ÜBUNGSAUFGABE | Übertragen Sie aus dem Text über Djembereng den Satz „Ihr Heimatdorf Djembereng ist ein idyllischer Ort direkt am Atlantik, rund acht Kilometer vom Touristen-Eldorado Cap Skirring mit dem Club Mediterrané entfernt.“ ins Englische.
### VORLIEGENDER TEXT
Was dann noch übrig bleibt, geht an ihre Eltern in Djembereng in der Casamance: rund 230 Euro alle drei Monate. "Schließlich haben früher eine ganze Anzahl Verwandte und Freunde, allen voran mein Vater, Geld für mein Ticket nach Frankreich zusammengekratzt", erklärt sie. "Jetzt möchte ich mich revanchieren." Marie ist nicht der Typ, der sich beklagt. Nur die Tatsache, dass sie schwarz arbeitet, bedrückt sie. "Ich habe immer Angst, dass das Ganze einmal auffliegt."
Ihr Heimatdorf Djembereng ist ein idyllischer Ort direkt am Atlantik, rund acht Kilometer vom Touristen-Eldorado Cap Skirring mit dem Club Mediterrané entfernt. Ein mächtiger Urwaldriese, ein Kapokbaum (oder Fromager) mit seinem Stamm wie aus schlangenförmigem Wurzelwerk, bildet das Zentrum des Dorfes. Wir treten in ein solides Haus mit dicken Lehmmauern, das Haus der Eltern Sambou. Albert Sambou war früher Bürgermeister von Djembereng. Die vergilbten Fotos an den Wänden des Wohnzimmers künden aus dieser Zeit: Der Bürgermeister begrüßt eine Delegation des Club Mediterrané.
######
### GEGEBENE ANGABEN
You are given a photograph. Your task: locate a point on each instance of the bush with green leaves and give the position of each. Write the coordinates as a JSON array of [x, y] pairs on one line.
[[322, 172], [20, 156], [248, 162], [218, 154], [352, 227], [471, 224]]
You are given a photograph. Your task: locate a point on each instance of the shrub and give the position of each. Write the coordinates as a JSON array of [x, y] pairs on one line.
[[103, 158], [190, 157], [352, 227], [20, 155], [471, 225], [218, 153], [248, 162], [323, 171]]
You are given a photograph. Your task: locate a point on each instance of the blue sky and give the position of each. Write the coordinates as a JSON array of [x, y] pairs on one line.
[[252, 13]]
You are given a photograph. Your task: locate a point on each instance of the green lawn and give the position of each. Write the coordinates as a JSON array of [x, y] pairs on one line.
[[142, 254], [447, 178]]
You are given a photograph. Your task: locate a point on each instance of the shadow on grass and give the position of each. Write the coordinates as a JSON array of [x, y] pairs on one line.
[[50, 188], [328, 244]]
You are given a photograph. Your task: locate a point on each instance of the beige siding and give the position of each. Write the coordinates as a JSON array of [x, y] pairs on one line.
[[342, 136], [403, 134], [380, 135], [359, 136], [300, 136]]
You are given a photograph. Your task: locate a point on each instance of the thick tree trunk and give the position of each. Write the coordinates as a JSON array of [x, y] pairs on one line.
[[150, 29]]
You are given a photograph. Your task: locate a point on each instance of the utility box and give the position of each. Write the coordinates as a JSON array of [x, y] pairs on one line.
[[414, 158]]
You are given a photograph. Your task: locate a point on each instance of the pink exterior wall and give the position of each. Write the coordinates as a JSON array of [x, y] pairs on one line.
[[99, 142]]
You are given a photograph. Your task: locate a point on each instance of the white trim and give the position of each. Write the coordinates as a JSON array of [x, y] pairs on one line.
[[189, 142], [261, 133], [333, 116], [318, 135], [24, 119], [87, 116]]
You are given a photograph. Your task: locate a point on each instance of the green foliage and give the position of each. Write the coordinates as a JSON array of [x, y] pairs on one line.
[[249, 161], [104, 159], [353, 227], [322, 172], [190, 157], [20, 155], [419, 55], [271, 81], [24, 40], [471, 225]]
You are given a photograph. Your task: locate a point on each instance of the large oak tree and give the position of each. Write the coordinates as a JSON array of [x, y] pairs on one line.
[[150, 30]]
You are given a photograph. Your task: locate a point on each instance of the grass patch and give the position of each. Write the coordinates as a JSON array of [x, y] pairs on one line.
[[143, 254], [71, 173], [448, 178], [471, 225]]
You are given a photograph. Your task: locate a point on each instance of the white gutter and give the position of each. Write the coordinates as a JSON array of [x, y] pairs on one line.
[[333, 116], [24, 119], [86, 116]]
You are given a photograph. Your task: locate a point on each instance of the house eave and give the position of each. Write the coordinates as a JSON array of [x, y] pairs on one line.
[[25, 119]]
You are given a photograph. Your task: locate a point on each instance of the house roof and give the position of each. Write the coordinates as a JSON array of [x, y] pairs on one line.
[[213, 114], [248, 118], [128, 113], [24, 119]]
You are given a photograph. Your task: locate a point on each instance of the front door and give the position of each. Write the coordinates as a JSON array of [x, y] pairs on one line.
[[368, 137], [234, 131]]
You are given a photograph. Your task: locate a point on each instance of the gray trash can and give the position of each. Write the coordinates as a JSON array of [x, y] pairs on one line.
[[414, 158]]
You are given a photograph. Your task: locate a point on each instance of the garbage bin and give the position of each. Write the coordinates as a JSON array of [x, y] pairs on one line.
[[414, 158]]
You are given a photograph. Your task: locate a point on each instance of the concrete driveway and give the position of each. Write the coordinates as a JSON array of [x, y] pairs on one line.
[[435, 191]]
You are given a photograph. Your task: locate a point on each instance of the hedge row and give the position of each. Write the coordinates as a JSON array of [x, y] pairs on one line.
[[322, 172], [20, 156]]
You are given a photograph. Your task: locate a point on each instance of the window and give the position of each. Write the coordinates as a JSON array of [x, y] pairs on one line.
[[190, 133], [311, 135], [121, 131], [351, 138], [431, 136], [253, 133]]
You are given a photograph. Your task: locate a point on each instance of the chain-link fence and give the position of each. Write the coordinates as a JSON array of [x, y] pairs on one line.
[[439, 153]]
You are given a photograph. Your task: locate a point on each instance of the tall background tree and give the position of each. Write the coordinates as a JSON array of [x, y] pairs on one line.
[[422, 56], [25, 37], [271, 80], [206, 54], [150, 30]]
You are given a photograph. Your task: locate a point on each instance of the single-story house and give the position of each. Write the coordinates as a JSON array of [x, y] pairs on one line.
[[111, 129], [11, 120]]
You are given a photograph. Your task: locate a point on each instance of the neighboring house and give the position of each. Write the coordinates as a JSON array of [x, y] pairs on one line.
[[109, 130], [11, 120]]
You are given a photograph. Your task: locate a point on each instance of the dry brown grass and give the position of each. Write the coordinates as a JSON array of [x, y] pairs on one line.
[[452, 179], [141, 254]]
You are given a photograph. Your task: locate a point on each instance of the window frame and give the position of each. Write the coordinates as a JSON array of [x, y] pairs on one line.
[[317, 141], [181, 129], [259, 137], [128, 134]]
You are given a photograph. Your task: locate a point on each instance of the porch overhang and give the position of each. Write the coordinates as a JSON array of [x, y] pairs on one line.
######
LÖSUNG | Her home village of Djembereng is an idyllic place right on the Atlantic, about eight kilometers from the tourist paradise of Cap Skirring with its Club Mediterrané.